**DIRECTIONS FOR THIS TASK:** Beginning at the line that includes "pixel 757 240", print each remaining line of the data word for word. Output nothing else.

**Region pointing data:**
BEGIN

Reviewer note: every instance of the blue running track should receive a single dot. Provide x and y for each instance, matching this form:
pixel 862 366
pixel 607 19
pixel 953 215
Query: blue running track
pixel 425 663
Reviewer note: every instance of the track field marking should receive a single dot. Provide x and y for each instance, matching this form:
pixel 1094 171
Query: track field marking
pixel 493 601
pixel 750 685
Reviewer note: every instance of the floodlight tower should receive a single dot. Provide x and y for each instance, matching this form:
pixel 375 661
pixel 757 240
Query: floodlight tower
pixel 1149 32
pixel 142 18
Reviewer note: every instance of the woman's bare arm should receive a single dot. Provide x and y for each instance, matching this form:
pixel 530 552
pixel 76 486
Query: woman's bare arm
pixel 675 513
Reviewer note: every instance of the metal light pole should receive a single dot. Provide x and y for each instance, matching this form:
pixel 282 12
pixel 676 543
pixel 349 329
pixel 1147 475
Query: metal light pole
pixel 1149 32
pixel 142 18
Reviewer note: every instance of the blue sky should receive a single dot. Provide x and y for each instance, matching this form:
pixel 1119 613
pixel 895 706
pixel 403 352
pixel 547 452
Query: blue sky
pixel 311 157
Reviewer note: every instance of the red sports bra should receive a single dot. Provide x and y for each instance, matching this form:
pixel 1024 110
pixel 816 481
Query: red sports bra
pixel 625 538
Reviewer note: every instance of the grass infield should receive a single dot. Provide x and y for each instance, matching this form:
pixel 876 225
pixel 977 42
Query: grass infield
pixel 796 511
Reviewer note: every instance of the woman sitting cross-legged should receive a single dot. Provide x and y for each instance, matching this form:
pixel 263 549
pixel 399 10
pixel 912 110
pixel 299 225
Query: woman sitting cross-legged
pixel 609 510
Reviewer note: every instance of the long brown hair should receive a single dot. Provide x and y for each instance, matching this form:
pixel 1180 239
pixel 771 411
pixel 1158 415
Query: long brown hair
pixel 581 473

END

**THE COMPLETED TASK:**
pixel 757 240
Query: floodlight tower
pixel 1149 32
pixel 142 18
Reviewer note: every instance of the woman's bare arm should receive a single dot. Provide x and y for each instance, matching this form:
pixel 530 552
pixel 76 486
Query: woman's bare arm
pixel 675 513
Reviewer note: every instance of the metal light pole should receive a single dot. Provide x and y for each instance, matching this form:
pixel 282 12
pixel 676 543
pixel 349 329
pixel 1147 475
Query: metal light pole
pixel 1149 32
pixel 142 18
Reviewer note: every instance of the blue sky should receive a single dot. Provide x and y for each instance, matching this form:
pixel 1119 613
pixel 895 706
pixel 403 352
pixel 547 452
Query: blue sky
pixel 311 157
Reviewer note: every instance of the red sports bra should receive a single dot. Provide x and y for each instance, matching this form:
pixel 1024 110
pixel 816 481
Query: red sports bra
pixel 625 538
Reviewer note: every instance of the grass infield should receive a single dot. Provide x and y for each instance, matching this form:
pixel 876 225
pixel 977 42
Query: grass infield
pixel 796 511
Reviewer note: every instance of the woman sitting cross-legged should receive a single dot. Provide x and y for each instance, matching this form:
pixel 263 549
pixel 399 10
pixel 912 110
pixel 299 225
Query: woman sitting cross-legged
pixel 609 510
Reviewer note: every instance of the long brown hair should receive a single dot. Provide x and y for each instance, matching this form:
pixel 1180 239
pixel 771 411
pixel 1158 415
Query: long brown hair
pixel 581 473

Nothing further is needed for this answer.